#### Exercise goal
Search the records for the string "stone" and return each line that has it.

#### Records for the exercise
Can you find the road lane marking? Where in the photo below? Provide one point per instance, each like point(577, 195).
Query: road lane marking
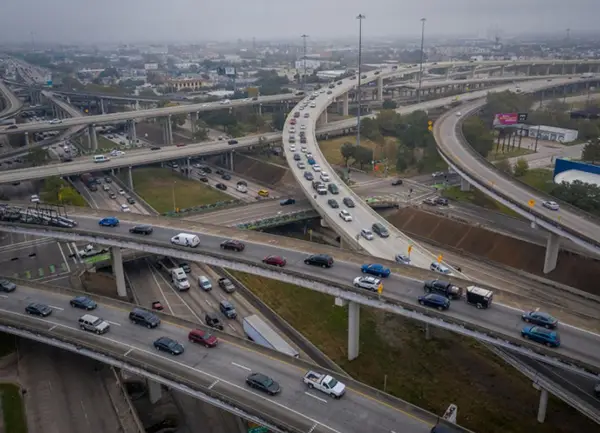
point(315, 397)
point(243, 367)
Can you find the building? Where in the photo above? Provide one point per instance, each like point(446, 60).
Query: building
point(551, 133)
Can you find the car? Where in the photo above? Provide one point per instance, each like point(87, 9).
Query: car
point(367, 234)
point(438, 267)
point(143, 229)
point(275, 261)
point(402, 259)
point(436, 301)
point(109, 222)
point(263, 383)
point(541, 335)
point(232, 244)
point(367, 283)
point(83, 302)
point(203, 337)
point(376, 269)
point(552, 205)
point(37, 309)
point(167, 344)
point(345, 215)
point(540, 318)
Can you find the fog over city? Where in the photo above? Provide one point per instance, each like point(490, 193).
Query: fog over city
point(71, 21)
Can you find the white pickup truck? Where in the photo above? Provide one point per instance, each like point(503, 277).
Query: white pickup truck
point(324, 383)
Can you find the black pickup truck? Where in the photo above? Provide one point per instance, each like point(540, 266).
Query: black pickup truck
point(444, 288)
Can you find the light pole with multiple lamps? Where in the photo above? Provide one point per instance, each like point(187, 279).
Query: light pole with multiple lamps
point(422, 56)
point(360, 17)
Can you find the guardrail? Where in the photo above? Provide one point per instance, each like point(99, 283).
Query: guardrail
point(490, 334)
point(177, 373)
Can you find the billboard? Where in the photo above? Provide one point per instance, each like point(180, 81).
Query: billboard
point(508, 119)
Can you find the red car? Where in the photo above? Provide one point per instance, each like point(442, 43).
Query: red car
point(275, 261)
point(202, 337)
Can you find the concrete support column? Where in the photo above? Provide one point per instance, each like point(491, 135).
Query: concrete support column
point(117, 263)
point(543, 405)
point(130, 179)
point(353, 330)
point(464, 184)
point(552, 249)
point(154, 391)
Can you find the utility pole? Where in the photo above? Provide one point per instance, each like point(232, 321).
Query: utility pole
point(422, 56)
point(360, 17)
point(304, 60)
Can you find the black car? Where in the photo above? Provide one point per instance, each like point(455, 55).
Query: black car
point(166, 344)
point(323, 260)
point(37, 309)
point(141, 230)
point(7, 286)
point(83, 302)
point(232, 244)
point(263, 383)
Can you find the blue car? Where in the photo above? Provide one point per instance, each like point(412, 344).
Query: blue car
point(376, 269)
point(109, 222)
point(541, 319)
point(541, 335)
point(436, 301)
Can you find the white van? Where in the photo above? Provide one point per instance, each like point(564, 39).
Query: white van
point(186, 240)
point(101, 158)
point(204, 283)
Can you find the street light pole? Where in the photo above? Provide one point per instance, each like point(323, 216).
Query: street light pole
point(360, 17)
point(422, 56)
point(304, 60)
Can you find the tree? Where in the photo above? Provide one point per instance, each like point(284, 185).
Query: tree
point(521, 167)
point(591, 152)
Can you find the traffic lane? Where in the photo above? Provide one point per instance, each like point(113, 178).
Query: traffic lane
point(230, 364)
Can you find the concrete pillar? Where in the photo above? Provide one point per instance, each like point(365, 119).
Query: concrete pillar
point(543, 405)
point(345, 105)
point(552, 248)
point(154, 391)
point(130, 179)
point(353, 330)
point(464, 184)
point(117, 263)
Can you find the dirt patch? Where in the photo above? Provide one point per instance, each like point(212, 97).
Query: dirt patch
point(572, 269)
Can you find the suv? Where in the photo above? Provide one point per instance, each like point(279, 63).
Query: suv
point(144, 318)
point(323, 260)
point(380, 230)
point(228, 309)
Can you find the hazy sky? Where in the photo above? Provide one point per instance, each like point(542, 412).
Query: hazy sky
point(82, 21)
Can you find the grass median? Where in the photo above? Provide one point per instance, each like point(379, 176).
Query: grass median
point(165, 189)
point(491, 396)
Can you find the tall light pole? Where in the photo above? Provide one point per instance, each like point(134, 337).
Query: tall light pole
point(422, 56)
point(304, 60)
point(360, 17)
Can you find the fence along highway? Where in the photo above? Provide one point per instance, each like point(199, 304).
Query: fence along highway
point(400, 289)
point(219, 372)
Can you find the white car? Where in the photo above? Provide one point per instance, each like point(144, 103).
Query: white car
point(345, 215)
point(438, 267)
point(367, 234)
point(369, 283)
point(552, 205)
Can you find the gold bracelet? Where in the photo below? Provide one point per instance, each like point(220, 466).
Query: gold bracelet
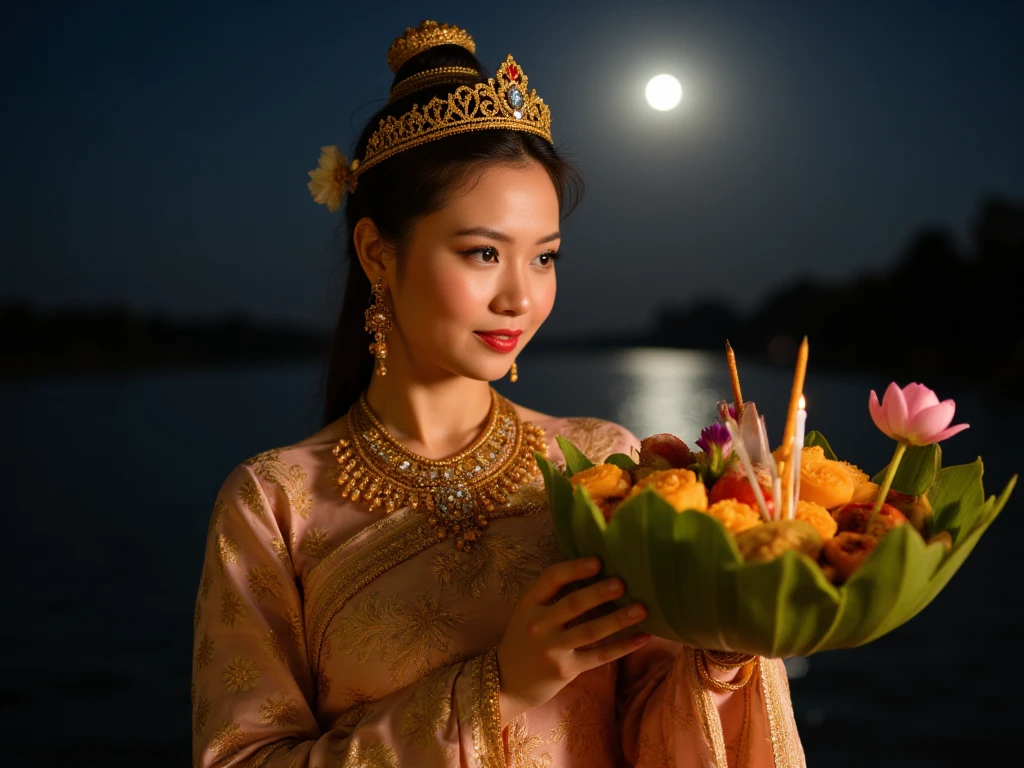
point(725, 659)
point(711, 682)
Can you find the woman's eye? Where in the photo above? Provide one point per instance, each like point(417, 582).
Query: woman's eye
point(485, 255)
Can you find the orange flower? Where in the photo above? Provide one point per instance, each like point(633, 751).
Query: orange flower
point(603, 480)
point(680, 487)
point(818, 517)
point(736, 516)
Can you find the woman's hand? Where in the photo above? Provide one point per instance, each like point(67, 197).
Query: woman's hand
point(538, 656)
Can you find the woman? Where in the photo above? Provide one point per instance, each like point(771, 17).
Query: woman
point(386, 592)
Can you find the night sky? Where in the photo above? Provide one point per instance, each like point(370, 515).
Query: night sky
point(155, 155)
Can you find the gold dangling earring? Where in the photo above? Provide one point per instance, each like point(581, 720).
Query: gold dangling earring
point(379, 323)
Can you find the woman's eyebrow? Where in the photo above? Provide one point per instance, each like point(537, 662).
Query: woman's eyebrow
point(484, 231)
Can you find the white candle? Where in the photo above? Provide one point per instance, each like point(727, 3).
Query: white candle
point(798, 451)
point(744, 460)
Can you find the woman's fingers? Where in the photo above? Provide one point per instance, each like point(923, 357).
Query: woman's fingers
point(598, 629)
point(579, 602)
point(554, 578)
point(588, 659)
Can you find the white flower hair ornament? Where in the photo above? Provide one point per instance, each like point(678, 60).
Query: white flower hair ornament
point(332, 177)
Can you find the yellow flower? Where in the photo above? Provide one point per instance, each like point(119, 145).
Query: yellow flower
point(817, 516)
point(816, 454)
point(680, 487)
point(736, 516)
point(329, 179)
point(823, 481)
point(603, 480)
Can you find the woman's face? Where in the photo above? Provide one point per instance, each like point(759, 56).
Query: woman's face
point(478, 270)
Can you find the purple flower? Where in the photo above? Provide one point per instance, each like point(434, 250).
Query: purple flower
point(715, 434)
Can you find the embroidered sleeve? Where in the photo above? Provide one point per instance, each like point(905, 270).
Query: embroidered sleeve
point(670, 716)
point(254, 694)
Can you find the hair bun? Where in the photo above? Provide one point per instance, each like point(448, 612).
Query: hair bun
point(426, 36)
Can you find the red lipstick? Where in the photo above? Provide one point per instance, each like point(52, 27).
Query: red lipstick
point(501, 340)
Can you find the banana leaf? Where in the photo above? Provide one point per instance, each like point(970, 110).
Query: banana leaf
point(687, 570)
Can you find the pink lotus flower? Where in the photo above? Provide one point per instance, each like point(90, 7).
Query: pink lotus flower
point(913, 415)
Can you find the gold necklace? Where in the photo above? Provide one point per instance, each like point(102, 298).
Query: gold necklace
point(379, 470)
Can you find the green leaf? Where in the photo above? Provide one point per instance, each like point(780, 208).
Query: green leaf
point(918, 470)
point(638, 525)
point(814, 437)
point(956, 499)
point(622, 461)
point(560, 504)
point(574, 459)
point(687, 570)
point(786, 604)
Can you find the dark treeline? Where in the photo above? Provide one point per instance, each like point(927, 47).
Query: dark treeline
point(104, 339)
point(945, 310)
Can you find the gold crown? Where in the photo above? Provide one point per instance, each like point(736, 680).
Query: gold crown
point(427, 35)
point(503, 101)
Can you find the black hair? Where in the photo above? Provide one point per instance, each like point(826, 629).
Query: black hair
point(409, 185)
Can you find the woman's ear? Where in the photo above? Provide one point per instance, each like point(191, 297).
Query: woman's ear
point(372, 250)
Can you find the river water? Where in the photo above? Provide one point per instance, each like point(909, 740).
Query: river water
point(114, 478)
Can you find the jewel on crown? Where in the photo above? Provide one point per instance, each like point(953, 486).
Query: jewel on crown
point(503, 101)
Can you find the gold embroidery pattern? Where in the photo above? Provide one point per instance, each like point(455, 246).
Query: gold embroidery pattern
point(263, 582)
point(331, 585)
point(240, 675)
point(595, 437)
point(262, 757)
point(290, 479)
point(295, 627)
point(281, 550)
point(521, 745)
point(205, 583)
point(485, 711)
point(231, 607)
point(785, 743)
point(428, 710)
point(496, 557)
point(227, 551)
point(219, 507)
point(204, 652)
point(580, 724)
point(653, 755)
point(201, 714)
point(273, 644)
point(404, 634)
point(376, 755)
point(359, 706)
point(226, 740)
point(707, 712)
point(279, 710)
point(323, 685)
point(330, 589)
point(315, 544)
point(252, 498)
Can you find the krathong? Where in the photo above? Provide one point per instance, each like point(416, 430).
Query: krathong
point(779, 553)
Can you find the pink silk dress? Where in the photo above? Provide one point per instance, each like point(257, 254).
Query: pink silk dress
point(328, 635)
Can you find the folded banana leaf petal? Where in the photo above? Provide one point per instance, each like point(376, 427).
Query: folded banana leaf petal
point(686, 568)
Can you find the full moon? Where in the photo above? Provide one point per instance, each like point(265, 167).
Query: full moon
point(664, 92)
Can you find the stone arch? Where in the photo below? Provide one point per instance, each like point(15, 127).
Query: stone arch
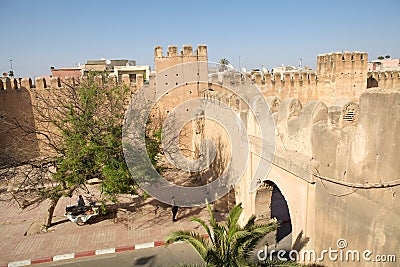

#### Solution to the exercise
Can you find the stone arch? Where in the photo below? Provide one point per instance, each like point(15, 127).
Query: stone arch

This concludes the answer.